## Written request
Copy every one of the following lines verbatim, keeping each character, space and line break unchanged.

## Entries supplied
★ ★ ★ ★
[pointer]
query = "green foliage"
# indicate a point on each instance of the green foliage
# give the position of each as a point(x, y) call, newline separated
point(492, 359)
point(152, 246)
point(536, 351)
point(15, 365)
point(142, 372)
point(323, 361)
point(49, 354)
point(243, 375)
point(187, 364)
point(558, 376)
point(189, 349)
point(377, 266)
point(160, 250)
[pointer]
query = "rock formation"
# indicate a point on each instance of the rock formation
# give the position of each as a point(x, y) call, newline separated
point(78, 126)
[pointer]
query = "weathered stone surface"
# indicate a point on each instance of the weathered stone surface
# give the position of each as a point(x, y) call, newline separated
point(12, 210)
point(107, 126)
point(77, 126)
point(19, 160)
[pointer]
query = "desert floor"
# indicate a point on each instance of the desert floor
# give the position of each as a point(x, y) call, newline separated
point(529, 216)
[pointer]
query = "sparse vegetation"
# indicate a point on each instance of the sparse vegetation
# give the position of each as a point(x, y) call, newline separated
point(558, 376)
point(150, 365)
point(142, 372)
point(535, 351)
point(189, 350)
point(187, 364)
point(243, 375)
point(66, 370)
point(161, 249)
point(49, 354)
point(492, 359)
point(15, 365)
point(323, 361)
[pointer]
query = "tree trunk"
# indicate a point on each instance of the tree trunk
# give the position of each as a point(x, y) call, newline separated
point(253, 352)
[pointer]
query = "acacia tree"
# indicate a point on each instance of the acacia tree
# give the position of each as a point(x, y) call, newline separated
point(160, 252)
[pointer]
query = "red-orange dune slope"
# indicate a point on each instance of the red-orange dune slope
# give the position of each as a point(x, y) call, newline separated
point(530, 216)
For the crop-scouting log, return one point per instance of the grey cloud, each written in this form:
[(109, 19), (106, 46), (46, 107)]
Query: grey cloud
★ ★ ★ ★
## Finished exercise
[pointer]
query = "green foliage"
# indicate a point on each instance of the green foliage
# give the position of each as a point(x, y) call, newline separated
point(492, 359)
point(152, 246)
point(536, 351)
point(15, 365)
point(142, 372)
point(323, 361)
point(49, 354)
point(243, 375)
point(187, 364)
point(558, 376)
point(189, 349)
point(377, 266)
point(160, 250)
[pointer]
query = "rock formation"
# indicate a point on each instance of the rock formation
# give the position of each as a point(x, y) call, newline separated
point(78, 126)
[pointer]
query = "weathered stone surface"
# indicate a point on each instance of the weathered stone surface
# give the position of each as a point(x, y) call, newline separated
point(12, 210)
point(107, 126)
point(77, 126)
point(19, 160)
[pointer]
query = "desert floor"
# indicate a point on each instance of the desert floor
# give the position of each as a point(x, y) call, newline separated
point(529, 216)
[pointer]
query = "sparse vegetation"
# indicate a point on each instance of the sparse vegetation
# give the position of each as a point(x, y) call, newline separated
point(558, 376)
point(150, 365)
point(142, 372)
point(535, 351)
point(189, 350)
point(187, 364)
point(243, 375)
point(66, 370)
point(161, 249)
point(49, 354)
point(492, 359)
point(15, 365)
point(323, 361)
[pointer]
query = "tree trunk"
# indicate a point on each instance of the tree trunk
# give the position of each as a point(x, y) call, newline separated
point(253, 352)
[pointer]
query = "acacia tree"
# indicate a point on each instance of the acacia tree
# give the position of each as a point(x, y) call, newline separated
point(160, 252)
[pointer]
query = "red-orange dune slope"
# indicate a point on each instance of the red-orange dune slope
# give the position of each as a point(x, y) call, newline separated
point(530, 216)
For the crop-scouting log, return one point per instance of the grey cloud, each written in this form:
[(109, 19), (106, 46), (46, 107)]
Query: grey cloud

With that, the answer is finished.